◆ Goal: Count the lines of the records below that contain the string "Target" and give only that number.

◆ Supplied data:
>>>>

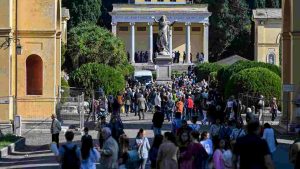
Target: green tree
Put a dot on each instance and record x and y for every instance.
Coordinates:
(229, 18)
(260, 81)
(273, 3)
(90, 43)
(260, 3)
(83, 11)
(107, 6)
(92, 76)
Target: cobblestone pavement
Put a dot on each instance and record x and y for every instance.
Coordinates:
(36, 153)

<<<<
>>>>

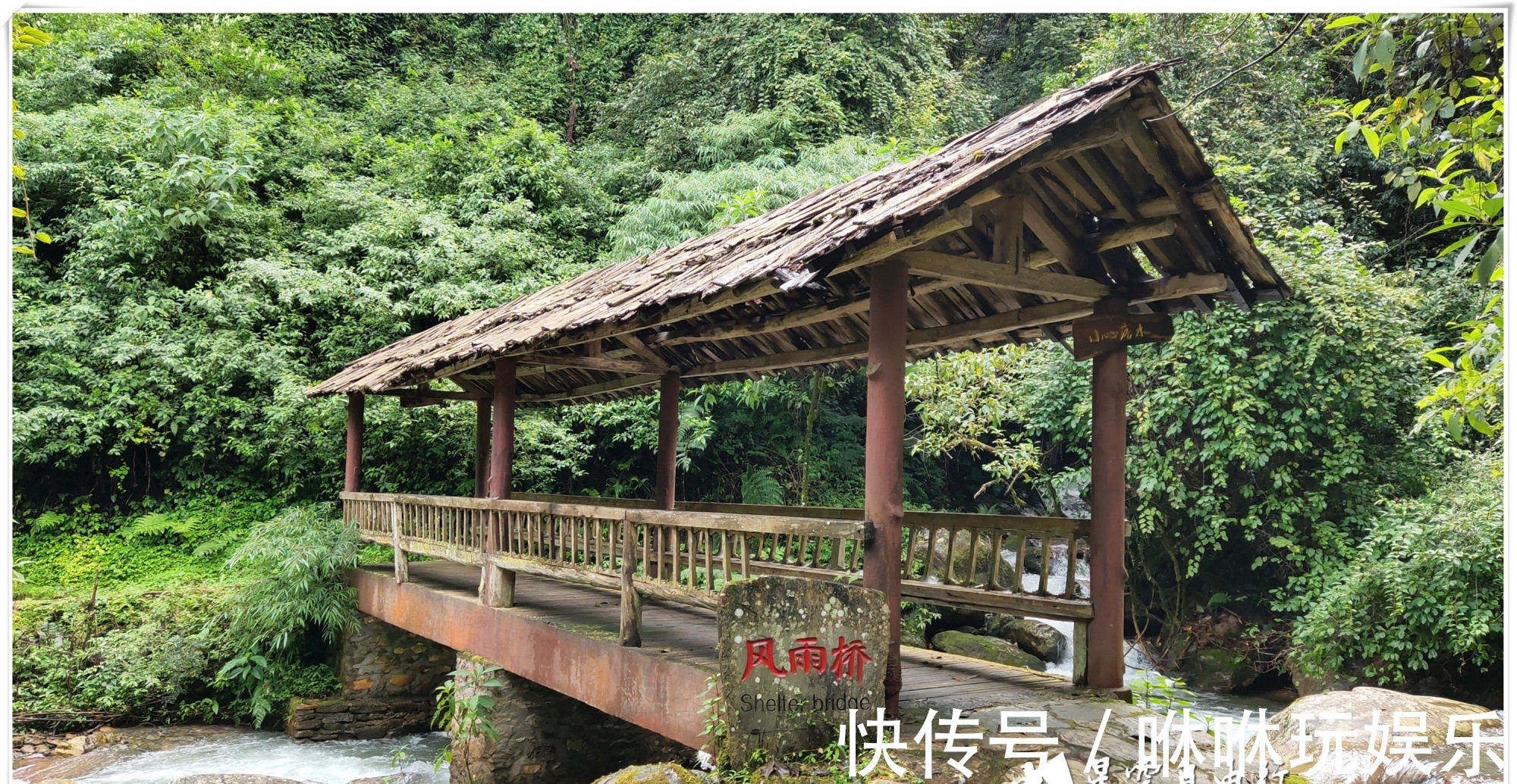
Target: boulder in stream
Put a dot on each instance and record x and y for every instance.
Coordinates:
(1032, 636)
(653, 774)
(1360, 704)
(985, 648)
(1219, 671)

<<<<

◆ Final result: 3